# start of Reading passage
Women's Battalions were all-female combat units formed after the February Revolution by the Russian Provisional Government in a last-ditch effort to inspire the mass of war-weary soldiers to continue fighting in World War I.

In the spring of 1917, male shock units and battalions of death were created from pools of enthusiastic volunteers to lead the way in battle. Already some women had successfully petitioned to join regular military units, and now a number began pressing the new Provisional Government to create special women's battalions. These women, along with a number of high-ranking members of the Russian government and military administration, believed that female soldiers would have significant propaganda value and that their example would revitalize the weary, demoralized men of the Russian army. Simultaneously, they hoped the presence of women would shame hesitant male soldiers into resuming their combat duties.
# end of Reading passage
# start of Given material
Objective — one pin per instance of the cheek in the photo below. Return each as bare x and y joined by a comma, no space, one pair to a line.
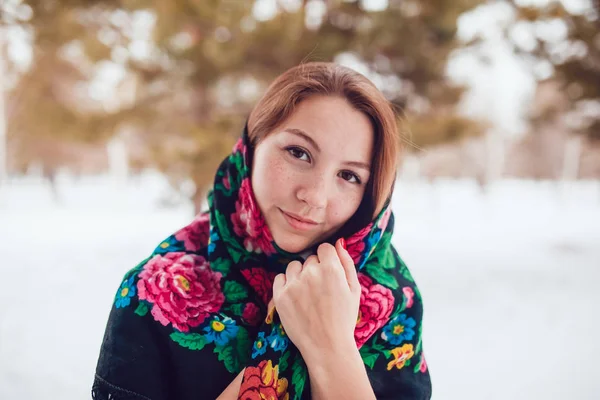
343,208
271,180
# end of Given material
**Directive 1**
In the passage on the Women's Battalions, condense the paragraph beginning "In the spring of 1917" into a short bulleted list that keeps its main facts.
**Directive 2**
Carry the passage on the Women's Battalions forward from its final sentence.
The material accompanying the passage on the Women's Battalions is not required for this work.

**Right answer 1**
- In spring 1917, male shock units and battalions of death were formed from enthusiastic volunteers to lead in battle.
- Some women had already successfully petitioned to join regular military units, and a number now urged the Provisional Government to create special women's battalions.
- These women and several high-ranking government and military officials believed female soldiers would have significant propaganda value and would revitalize the weary, demoralized men of the Russian army.
- They also hoped women's presence would shame hesitant male soldiers into resuming combat duties.

**Right answer 2**
Fifteen formations were created in 1917, including the 1st Russian Women's Battalion of Death, a separate unit called the 1st Petrograd Women's Battalion formed a few weeks later in Petrograd, the 2nd Moscow Women's Battalion of Death created in Moscow, and the 3rd Kuban Women's Shock Battalion organized in Ekaterinodar. Four communications detachments were created in Moscow and Petrograd. Seven additional communications units were created in Kiev and Saratov, again employing privately organized women's units already existing in those cities. Additional unsanctioned battalions sprang in cities across Russia. An all-female naval unit was created in Oranienbaum, the 1st Women's Naval Detachment, as part of the Naval Infantry Training Detachment.

American reporter Bessie Beatty estimated the total number of women serving in these gender-segregated units at 5,000 in the fall of 1917, but only the 1st Russian Women's Battalion of Death and the Perm Battalion were deployed to the front.

Although some who had served in these units went on to fight on both sides of the Russian Civil War, women's battalions were never part of the White Army, Green Army, or Black Army, the other Russian political groups fighting the Bolsheviks.